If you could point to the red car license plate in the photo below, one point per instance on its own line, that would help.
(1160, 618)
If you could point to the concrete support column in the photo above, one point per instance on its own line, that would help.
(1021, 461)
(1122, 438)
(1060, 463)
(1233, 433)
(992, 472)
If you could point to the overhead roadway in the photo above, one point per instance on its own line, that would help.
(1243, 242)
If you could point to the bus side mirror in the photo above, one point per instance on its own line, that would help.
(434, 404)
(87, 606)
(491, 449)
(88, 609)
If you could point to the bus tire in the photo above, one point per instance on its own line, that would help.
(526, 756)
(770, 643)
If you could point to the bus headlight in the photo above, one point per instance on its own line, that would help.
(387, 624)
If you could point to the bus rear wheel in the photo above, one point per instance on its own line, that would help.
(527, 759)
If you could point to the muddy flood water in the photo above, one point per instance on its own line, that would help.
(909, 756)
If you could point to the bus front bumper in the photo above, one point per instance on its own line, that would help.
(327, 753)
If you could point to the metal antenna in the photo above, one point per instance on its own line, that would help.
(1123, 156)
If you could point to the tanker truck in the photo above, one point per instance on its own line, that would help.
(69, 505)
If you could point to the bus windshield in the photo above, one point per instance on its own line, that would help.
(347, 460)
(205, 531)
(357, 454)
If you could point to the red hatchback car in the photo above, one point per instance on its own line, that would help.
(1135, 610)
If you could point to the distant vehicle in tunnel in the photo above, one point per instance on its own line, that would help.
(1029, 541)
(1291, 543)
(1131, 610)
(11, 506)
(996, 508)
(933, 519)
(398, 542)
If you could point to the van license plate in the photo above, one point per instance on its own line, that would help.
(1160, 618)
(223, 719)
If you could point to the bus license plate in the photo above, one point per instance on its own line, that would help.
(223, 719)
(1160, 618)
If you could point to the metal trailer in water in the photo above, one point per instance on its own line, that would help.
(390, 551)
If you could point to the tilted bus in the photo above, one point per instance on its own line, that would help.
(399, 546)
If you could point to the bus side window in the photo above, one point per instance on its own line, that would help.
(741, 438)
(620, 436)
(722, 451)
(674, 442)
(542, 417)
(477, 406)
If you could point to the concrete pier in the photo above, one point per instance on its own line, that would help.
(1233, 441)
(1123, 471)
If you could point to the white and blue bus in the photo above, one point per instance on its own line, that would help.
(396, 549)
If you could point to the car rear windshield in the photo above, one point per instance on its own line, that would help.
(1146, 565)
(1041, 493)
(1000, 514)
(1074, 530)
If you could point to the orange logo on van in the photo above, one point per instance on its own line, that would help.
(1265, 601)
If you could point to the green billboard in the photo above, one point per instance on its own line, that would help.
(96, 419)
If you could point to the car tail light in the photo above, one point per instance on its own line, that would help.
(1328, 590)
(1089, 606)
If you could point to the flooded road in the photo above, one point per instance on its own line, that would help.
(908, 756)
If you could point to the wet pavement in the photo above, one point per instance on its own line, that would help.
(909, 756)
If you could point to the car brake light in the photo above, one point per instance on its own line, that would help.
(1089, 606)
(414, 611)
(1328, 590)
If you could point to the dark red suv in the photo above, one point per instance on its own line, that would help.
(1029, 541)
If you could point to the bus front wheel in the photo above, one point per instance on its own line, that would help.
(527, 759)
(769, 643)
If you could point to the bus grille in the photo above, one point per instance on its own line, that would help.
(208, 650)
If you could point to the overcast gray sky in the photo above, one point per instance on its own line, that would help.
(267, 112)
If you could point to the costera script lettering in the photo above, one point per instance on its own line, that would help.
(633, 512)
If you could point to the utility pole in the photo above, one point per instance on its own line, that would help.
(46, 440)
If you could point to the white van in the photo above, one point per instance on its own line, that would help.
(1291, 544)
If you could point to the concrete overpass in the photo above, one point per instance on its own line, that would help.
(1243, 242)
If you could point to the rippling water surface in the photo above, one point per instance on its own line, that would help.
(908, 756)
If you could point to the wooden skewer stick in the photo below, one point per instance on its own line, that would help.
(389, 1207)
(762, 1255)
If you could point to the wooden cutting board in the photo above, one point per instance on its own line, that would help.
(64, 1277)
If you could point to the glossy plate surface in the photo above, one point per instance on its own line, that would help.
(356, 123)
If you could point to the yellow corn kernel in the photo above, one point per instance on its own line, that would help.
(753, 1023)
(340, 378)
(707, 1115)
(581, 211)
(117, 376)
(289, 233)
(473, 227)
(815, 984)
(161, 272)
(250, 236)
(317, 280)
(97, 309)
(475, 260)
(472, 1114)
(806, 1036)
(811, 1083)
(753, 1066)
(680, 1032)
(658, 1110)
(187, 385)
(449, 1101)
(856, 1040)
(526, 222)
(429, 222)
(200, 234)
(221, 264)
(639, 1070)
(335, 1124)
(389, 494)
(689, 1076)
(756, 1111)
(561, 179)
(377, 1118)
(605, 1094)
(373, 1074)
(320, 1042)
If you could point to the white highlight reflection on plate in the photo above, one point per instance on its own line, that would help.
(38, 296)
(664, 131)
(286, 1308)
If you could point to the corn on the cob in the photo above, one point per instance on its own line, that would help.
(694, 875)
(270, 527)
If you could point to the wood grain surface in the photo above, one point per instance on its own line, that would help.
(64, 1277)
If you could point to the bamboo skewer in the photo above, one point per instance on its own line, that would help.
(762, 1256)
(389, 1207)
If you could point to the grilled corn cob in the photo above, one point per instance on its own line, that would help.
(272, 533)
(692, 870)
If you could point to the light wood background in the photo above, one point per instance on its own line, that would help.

============================================================

# [What is asked]
Everything from the line with "If you could point to the wooden skewer" through the last line of the material above should be echoed exactly, and nothing else.

# [Answer to this task]
If you could point to the wooden skewer stick in the photo below, one point per instance on its own line, that would help.
(389, 1207)
(762, 1255)
If you could point to the wooden cutting board in the photo above, one point per instance on its own line, that would help.
(64, 1277)
If you could point to the glossy plate surface in the photo above, one point per instance on its own line, that would help.
(356, 123)
If you could point to the yellow corn kernel in the photo above, one point per instance on its own line, that would help.
(753, 1023)
(340, 378)
(707, 1115)
(581, 211)
(117, 376)
(289, 233)
(473, 227)
(815, 984)
(161, 272)
(250, 236)
(317, 280)
(97, 309)
(475, 260)
(472, 1114)
(806, 1036)
(811, 1083)
(753, 1066)
(680, 1032)
(658, 1110)
(187, 385)
(449, 1101)
(856, 1040)
(526, 222)
(429, 222)
(200, 234)
(221, 264)
(639, 1070)
(335, 1124)
(389, 494)
(689, 1076)
(756, 1111)
(561, 179)
(377, 1118)
(605, 1094)
(373, 1074)
(320, 1042)
If you could point to the white highlight reflection on plate in the photo above, one point per instance on its own line, that would help.
(38, 296)
(664, 131)
(286, 1308)
If you could point to the corn on the cob in the photo above, one point per instance on its own line, that would help.
(694, 875)
(270, 527)
If you could point to the wood grain surface in the photo above, one point per instance on its own line, that would help.
(64, 1277)
If you could point to the bamboo skewer in the photo above, one point per instance on its own line, that would help.
(762, 1256)
(389, 1207)
If you could point to the grilled corn cob in the photo above, one point per instance on its own line, that would help.
(272, 533)
(692, 870)
If you could point to the light wood background in the photo above, one point per instance on its own line, that would help.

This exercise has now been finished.